Raw data:

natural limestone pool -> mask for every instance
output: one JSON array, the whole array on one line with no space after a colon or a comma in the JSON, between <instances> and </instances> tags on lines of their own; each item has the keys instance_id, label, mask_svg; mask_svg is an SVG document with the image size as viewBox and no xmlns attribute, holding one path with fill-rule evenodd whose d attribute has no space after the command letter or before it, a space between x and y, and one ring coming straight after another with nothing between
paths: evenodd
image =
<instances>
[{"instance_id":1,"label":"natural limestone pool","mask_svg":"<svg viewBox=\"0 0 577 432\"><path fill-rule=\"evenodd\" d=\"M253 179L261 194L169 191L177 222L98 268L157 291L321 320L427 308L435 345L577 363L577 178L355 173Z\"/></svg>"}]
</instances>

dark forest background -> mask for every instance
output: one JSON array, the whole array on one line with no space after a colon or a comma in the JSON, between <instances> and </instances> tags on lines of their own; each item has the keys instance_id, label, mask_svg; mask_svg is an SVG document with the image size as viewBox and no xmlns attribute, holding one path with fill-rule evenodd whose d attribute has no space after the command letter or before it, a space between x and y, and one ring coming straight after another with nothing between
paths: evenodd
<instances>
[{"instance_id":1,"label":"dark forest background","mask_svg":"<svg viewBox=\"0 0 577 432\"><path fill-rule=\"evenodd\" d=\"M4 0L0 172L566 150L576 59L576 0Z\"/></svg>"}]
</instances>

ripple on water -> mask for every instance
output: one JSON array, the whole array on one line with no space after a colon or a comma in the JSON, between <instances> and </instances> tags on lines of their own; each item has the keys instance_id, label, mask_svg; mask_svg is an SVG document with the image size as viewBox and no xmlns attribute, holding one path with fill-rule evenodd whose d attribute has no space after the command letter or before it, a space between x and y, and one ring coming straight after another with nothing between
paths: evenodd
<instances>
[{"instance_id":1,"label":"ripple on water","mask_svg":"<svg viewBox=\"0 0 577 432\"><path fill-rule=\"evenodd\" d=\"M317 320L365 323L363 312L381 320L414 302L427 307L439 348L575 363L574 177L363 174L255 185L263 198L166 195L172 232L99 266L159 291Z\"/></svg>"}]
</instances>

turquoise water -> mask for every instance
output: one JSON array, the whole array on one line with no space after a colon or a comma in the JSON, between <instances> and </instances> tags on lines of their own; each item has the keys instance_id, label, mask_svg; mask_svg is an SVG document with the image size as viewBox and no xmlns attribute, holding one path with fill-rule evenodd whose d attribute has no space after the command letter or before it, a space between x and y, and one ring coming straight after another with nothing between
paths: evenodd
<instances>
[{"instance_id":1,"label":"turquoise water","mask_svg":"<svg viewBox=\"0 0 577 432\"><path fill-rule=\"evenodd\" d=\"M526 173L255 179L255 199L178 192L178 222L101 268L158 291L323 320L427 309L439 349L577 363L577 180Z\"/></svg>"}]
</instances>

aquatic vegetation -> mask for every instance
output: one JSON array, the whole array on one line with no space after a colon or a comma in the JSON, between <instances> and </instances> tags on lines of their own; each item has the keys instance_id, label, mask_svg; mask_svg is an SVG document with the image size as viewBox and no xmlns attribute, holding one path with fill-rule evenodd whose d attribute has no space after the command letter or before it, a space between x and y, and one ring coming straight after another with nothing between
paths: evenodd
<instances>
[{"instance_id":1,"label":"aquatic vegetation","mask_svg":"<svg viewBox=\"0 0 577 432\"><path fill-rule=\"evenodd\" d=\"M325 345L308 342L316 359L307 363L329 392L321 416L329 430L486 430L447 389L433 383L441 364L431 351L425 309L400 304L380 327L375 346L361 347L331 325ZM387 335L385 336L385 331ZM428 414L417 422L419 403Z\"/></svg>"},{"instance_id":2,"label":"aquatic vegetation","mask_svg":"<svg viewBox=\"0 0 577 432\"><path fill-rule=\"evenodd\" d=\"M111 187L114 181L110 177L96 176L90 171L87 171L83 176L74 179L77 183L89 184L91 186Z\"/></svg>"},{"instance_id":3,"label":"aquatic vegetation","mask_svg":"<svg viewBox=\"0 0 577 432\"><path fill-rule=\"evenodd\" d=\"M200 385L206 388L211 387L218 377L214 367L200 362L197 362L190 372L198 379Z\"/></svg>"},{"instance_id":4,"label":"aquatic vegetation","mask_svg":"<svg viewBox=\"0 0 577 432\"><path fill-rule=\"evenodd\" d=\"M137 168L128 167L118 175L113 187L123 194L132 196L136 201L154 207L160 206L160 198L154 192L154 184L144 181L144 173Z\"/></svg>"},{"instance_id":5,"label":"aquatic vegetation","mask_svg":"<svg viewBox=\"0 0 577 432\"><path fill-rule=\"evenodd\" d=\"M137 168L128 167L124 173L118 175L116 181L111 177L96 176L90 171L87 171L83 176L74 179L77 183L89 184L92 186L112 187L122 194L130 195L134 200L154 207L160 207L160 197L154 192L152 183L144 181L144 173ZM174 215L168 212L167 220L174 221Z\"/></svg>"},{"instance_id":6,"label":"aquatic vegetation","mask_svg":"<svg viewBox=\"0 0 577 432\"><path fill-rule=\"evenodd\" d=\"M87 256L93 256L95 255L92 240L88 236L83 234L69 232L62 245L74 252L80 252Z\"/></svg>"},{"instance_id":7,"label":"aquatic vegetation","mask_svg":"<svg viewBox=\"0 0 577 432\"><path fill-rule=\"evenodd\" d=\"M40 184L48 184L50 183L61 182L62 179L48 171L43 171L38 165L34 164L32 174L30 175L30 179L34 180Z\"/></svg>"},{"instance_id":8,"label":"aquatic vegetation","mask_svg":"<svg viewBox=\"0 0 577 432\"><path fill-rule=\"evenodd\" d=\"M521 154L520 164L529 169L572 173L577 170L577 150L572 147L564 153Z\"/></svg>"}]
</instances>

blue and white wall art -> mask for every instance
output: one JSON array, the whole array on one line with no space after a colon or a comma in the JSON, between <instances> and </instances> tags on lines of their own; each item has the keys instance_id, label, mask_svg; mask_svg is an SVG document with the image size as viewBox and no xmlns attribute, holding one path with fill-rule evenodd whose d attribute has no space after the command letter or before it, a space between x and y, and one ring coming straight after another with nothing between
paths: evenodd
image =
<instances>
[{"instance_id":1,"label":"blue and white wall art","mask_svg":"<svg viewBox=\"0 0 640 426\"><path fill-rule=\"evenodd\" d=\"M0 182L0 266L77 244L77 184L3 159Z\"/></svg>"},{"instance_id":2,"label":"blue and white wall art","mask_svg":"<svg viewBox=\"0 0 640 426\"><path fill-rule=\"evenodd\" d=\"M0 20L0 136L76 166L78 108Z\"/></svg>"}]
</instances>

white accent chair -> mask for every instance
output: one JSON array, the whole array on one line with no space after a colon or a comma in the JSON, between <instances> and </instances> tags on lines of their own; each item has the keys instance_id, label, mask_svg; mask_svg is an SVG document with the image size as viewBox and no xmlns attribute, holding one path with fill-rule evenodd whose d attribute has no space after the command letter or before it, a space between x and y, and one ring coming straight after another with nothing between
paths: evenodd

Given task: Report how many lines in the items above contain the string "limestone", with case counting. Give only the number.

Output below: 2